*Texto*
Amor de Cazuza à vida é o motor de filme sobre a luta vitoriosa do artista no fim dos anos 1980 para deixar legado


O filme afetuoso de Nilo Romero é atração da 17º edição do festival de documentários musicais que fica em cartaz em São Paulo até 22 de junho. Cartaz do documentário ‘´Cazuza – Boas novas’, filme de Nilo Romero
Divulgação
♫ OPINIÃO SOBRE DOCUMENTÁRIO MUSICAL
Título: Cazuza – Boas novas
Direção: Nilo Romero
Cotação: ★ ★ ★ 1/2
♬ Cazuza – Boas novas é um filme de amor. O amor de um artista à vida. E o amor de um diretor, Nilo Romero, pelo protagonista da história que documenta em 91 minutos sob o benefício da perspectiva do tempo, sendo que Romero também é personagem importante dessa história.
O filme é apresentado nos créditos iniciais como sendo somente de Nilo Romero, também roteirista do documentário. Mas a direção é assinada por Romero com Roberto Moret.
Uma das principais atrações da 17ª edição do In-Edit Brasil – Festival internacional do documentário musical, mostra que fica em cartaz em São Paulo (SP) de hoje até 22 de junho, Cazuza – Boas novas não é o tipo de filme que contextualiza os fatos com precisão enciclopédica ou que busca unidade estética.
Contudo, o documentário dá conta de mostrar a luta vitoriosa de Agenor de Miranda Araújo Neto (4 de abril de 1958 – 7 de julho de 1990) – nome de batismo do cantor e compositor carioca imortalizado no universo pop brasileiro com o apelido de Cazuza – para deixar legado para a posteridade.
O foco do roteiro reside no período que vai de 1987 – ano em que o artista recebeu aos 29 anos o diagnóstico de que tinha contraído o vírus da Aids – até 1989. Nesses três anos, Cazuza fez os melhores álbuns da carreira solo – com destaque para a obra-prima Ideologia (1988) – e percorreu o Brasil com o show que todos (espectadores, críticos e amigos) apontam como o auge da carreira do artista. O momento mais luminoso.
Sob a direção de Ney Matogrosso, Cazuza cantou com força vocal que desafiava a fragilidade do corpo. Ainda assim, ao fim da turnê nacional, músicos e equipe técnica sentiram as tensões provocadas por desmaios e delírios do cantor, como Christiaan Oyens – baterista do show – recorda com Nilo Romero.

*Instrução dada*
Diga se cada afirmação concorda com o texto, respondendo sim ou não e citando literalmente as palavras dele que decidem a questão: (a) o documentário tem 91 minutos; (b) a direção do filme é assinada apenas por Nilo Romero; (c) Cazuza cantou sob a direção de Ney Matogrosso. Por favor, use somente o texto para responder.

*Dados extraídos*
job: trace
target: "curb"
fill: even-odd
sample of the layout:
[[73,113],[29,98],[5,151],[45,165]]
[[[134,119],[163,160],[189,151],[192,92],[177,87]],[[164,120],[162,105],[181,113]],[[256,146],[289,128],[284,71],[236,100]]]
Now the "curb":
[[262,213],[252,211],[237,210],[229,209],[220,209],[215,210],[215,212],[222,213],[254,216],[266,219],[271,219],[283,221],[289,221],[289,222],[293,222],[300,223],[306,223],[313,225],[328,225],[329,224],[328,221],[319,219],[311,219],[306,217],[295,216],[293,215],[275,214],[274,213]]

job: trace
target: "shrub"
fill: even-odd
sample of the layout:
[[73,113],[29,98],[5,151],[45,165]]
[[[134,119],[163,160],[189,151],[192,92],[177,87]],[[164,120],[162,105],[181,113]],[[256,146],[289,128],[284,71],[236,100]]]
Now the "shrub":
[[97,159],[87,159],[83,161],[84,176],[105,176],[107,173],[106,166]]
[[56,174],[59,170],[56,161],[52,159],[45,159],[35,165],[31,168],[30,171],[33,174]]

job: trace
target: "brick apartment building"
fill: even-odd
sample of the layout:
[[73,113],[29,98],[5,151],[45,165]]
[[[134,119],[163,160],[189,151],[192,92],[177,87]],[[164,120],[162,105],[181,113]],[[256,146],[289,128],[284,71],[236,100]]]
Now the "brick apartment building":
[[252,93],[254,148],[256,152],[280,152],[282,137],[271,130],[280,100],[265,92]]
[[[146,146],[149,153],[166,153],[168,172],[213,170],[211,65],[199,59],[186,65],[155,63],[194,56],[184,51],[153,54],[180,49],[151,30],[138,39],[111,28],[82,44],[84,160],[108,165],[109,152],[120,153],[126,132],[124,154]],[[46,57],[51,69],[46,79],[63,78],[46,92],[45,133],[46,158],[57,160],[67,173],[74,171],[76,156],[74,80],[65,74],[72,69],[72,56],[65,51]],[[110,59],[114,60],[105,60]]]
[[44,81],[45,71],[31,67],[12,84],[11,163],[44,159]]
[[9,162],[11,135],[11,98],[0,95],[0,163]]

*Resposta escrita*
(a) Sim: "documenta em 91 minutos".
(b) Não: "a direção é assinada por Romero com Roberto Moret".
(c) Sim: "Sob a direção de Ney Matogrosso, Cazuza cantou".